Transcribe the data that follows precisely, omitting nothing.

Pointing and labeling entries:
----

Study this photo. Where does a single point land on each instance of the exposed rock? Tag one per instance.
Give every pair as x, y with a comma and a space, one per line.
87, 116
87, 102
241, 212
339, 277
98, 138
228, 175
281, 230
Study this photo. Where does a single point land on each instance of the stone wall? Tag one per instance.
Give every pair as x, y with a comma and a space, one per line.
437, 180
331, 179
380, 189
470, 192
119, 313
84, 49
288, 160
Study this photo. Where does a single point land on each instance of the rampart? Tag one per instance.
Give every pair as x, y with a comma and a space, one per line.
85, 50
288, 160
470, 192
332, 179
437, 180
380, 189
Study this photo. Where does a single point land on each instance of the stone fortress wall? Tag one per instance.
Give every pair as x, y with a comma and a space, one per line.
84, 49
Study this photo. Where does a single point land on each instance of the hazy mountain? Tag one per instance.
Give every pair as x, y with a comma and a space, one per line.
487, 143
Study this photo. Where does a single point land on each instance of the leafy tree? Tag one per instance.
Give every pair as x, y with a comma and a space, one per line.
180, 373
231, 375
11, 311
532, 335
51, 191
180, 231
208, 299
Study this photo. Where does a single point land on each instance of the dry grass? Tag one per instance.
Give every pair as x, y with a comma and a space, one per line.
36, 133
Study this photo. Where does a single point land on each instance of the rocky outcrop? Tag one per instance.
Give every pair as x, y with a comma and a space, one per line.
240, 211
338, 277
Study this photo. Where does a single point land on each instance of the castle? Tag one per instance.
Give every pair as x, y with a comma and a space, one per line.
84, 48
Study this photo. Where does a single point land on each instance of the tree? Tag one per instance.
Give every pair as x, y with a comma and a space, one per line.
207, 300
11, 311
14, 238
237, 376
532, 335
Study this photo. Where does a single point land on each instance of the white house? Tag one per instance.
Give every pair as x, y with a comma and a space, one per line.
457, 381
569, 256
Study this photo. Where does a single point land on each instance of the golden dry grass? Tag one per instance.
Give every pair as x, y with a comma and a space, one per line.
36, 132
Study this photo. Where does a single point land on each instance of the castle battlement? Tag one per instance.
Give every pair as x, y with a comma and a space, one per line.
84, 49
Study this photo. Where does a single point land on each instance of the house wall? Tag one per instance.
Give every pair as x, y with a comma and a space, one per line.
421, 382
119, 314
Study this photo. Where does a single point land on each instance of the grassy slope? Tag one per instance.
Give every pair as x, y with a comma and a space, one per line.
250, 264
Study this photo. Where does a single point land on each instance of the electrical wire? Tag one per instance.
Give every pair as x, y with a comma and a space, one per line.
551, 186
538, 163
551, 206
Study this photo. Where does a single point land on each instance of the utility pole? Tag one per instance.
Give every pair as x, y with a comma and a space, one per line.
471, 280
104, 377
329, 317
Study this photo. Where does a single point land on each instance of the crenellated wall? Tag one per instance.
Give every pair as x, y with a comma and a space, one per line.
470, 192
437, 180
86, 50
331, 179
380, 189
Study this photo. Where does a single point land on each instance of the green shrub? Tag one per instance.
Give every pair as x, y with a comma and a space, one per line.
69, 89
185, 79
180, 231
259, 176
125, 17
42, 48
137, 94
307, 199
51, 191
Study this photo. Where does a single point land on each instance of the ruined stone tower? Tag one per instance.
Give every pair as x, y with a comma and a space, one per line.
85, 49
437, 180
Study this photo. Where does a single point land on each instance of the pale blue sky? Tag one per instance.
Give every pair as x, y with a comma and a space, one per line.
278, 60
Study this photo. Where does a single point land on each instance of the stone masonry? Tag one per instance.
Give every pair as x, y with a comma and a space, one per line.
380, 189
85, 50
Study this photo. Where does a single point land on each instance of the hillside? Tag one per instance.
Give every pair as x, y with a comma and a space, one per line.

----

◆ RESPONSE TO THE TASK:
Study this photo. Where does a single point land on each instance of the exposed rock? Tag one per instance.
Give every pair as x, y with a comma and a space, one per line.
87, 116
87, 102
241, 212
339, 277
98, 138
228, 175
281, 230
Study this photo. Where does a single point land on each instance of the stone wall? Tag one per instance.
Give every pair as x, y with a comma and a space, one per line.
437, 180
331, 179
380, 189
470, 192
119, 313
84, 49
288, 160
Study this photo. Where does a single point land on each instance of the rampart? Tag one per instance.
Give every pair as x, y with a comma and a space, one per line.
85, 50
288, 160
470, 192
332, 179
437, 180
380, 189
Study this photo. Where does a single point land on each instance of the stone fortress wall? Tag one per instance.
Give every pair as x, y with a comma and a space, one per line.
84, 49
Study this photo. Where does a single point land on each instance of the hazy mountain? Tag one per instance.
Give every pair as x, y with a comma and a space, one per line.
487, 143
Study this photo. Where does a single point land on each instance of the leafy tree? Tag one per instance.
Give every pair as x, y with a comma and a space, one per line.
180, 373
231, 375
11, 311
532, 335
51, 191
180, 231
208, 299
Study this photo. Where does a single point land on each instance of the dry grass? Tag one per instance.
Give every pair as x, y with a comma and a space, one per line.
36, 133
Study this photo. Where does a single point land on each instance of the rocky outcrop? Tag one per instance.
Give every pair as x, y with a comma and a space, one per line.
240, 211
338, 277
Study this photo. Where does a single point land on each instance of the castle? Tag one per instance.
Give every pair as x, y with a comma and a space, one per line.
84, 48
Study this photo. Where does a single point land on each instance of the tree? Tag one per instance.
Give every pair as x, y with a comma and a space, one per line.
207, 300
11, 311
14, 238
237, 376
532, 335
Study this photo. Where does a single point land on each instance of the white house? Tag one per instance.
Give every pair as x, y with a comma and a space, one per line.
457, 381
569, 256
Study this photo. Where does a single point land on each instance of the golden dry grass? Tag one per instance.
Give every pair as x, y with a comma and a space, one per line.
36, 132
Study this photo. Where does a single point land on each instance of the castle battlement? Tag one per instance.
Give every pair as x, y with a comma and a space, one per line.
84, 49
Study this photo. Where does a single point land on each instance of the house wall? Tag one per instance.
Give every pair as x, y with a comma and a space, one per line.
421, 382
119, 314
Study this photo. Where does a single point land on each instance of the grassy slope? Tag one per instance.
Give every pair as x, y with a comma and a space, one per line.
250, 264
Study this photo. Where does a single point land on each instance of the electrical wire? Tag one per instance.
Give every pair as x, y with a comma and a space, one per line.
551, 186
538, 163
551, 206
Study this photo. Where does a single point land on each instance of the utility pole? Tag one per instance.
Give every pair as x, y with a comma and a space, one per line.
471, 280
104, 377
329, 317
Study this photo. Where does a single point land on each instance of the crenellated wall? Tag one per instance.
Give every pair as x, y with a comma and a space, one per line.
470, 192
437, 180
86, 50
331, 179
380, 189
Study this photo. Where does a single point land on each instance of the green shrub? Tag one per instance.
Give every pair as x, y with a comma and a space, one per line.
69, 89
185, 79
180, 231
259, 176
125, 17
42, 48
137, 94
307, 199
51, 191
Study this photo. Where does a single point land on each instance of the ruined stone tower? Tag one per instance.
Give every pair as x, y with a comma and a space, one per line.
85, 49
437, 180
Study this photo. Where does a single point land on each instance of the pale blue sky? Tag one per instance.
Give every pair as x, y with a comma and a space, one per line.
278, 60
Study this photo. Where does a single point land on each instance of the stone masonry? Tag one per instance.
Give every pair as x, y with a comma and a space, one per line.
380, 189
85, 50
Study this photo. Where does a single point land on each instance of the hillside? Tag one per instance.
Give every pair as x, y with a comma and a space, one per line.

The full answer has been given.